Extracted records:
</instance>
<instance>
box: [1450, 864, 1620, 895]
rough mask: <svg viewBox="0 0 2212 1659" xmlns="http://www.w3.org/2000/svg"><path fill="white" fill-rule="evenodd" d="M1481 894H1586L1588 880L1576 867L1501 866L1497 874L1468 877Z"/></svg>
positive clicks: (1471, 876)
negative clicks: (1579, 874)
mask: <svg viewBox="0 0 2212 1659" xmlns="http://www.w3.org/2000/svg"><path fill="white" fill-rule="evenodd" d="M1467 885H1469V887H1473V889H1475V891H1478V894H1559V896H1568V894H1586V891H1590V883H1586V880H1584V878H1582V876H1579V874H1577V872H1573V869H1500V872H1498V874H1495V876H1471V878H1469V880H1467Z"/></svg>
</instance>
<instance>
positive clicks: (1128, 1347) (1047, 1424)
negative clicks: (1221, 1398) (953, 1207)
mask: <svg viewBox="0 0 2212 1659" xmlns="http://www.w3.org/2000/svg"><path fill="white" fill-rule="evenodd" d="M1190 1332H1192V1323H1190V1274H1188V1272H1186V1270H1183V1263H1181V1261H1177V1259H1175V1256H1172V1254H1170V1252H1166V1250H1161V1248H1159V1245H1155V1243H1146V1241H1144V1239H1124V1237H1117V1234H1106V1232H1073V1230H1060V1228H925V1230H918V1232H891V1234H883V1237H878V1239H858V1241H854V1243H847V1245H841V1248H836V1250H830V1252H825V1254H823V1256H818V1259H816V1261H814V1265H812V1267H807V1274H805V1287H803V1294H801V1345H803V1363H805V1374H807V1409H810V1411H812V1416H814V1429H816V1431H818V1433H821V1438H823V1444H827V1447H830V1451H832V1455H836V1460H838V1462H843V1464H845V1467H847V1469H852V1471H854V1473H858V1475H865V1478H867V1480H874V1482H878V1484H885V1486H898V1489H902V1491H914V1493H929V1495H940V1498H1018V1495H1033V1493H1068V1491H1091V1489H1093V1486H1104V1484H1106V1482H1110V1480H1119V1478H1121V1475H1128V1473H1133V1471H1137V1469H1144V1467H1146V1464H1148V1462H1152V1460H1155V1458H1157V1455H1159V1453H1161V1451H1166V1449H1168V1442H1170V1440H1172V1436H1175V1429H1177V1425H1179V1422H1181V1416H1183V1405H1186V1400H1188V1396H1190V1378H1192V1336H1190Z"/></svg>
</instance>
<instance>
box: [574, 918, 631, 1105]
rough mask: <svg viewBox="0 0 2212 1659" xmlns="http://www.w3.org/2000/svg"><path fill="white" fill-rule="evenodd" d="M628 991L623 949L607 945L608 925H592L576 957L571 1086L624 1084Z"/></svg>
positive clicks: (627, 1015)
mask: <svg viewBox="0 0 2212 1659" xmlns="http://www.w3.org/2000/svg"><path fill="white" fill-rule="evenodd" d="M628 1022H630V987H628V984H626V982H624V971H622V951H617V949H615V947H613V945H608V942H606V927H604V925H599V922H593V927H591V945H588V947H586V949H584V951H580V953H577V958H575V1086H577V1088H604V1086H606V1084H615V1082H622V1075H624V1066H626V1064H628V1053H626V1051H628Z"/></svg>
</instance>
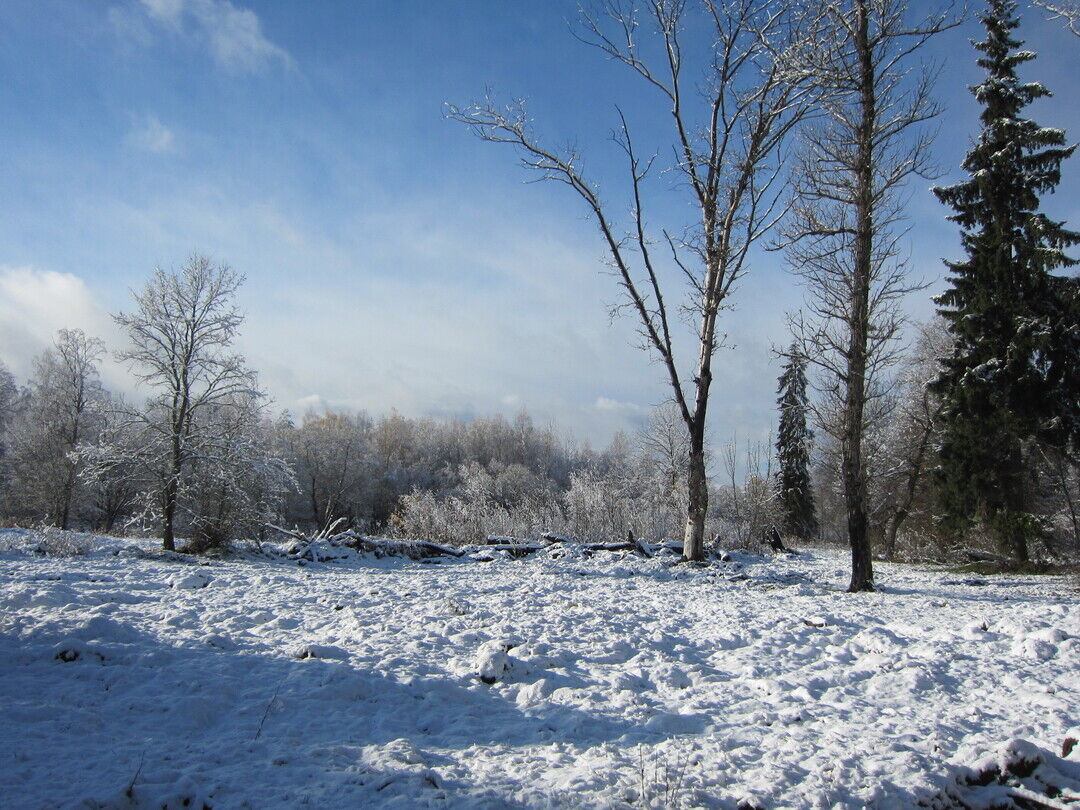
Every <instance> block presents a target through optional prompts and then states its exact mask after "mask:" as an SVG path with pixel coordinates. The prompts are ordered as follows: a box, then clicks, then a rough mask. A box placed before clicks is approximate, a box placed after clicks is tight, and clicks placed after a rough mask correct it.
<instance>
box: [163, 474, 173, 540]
mask: <svg viewBox="0 0 1080 810" xmlns="http://www.w3.org/2000/svg"><path fill="white" fill-rule="evenodd" d="M163 501H164V502H163V503H162V524H163V525H162V530H161V548H162V549H164V550H165V551H176V540H175V537H174V536H173V523H174V521H175V518H176V478H175V477H173V478H170V480H168V483H166V484H165V491H164V492H163Z"/></svg>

Work instructions: Your answer should consist of all lines above that include the string "rough".

Task output:
rough mask: <svg viewBox="0 0 2212 1659" xmlns="http://www.w3.org/2000/svg"><path fill="white" fill-rule="evenodd" d="M1481 894H1586L1588 880L1576 867L1501 866L1497 874L1468 877Z"/></svg>
rough mask: <svg viewBox="0 0 2212 1659" xmlns="http://www.w3.org/2000/svg"><path fill="white" fill-rule="evenodd" d="M628 991L623 949L607 945L608 925H592L576 957L571 1086L624 1084Z"/></svg>
Every <instance> block presents a target through optional prompts and then states its exact mask after "mask:" as an SVG path with pixel coordinates. The prompts are ordered as follows: a box, then clicks, then a rough mask. A box placed before clicks is approximate, a box placed after clicks is tight, and clicks placed after a rough mask correct it.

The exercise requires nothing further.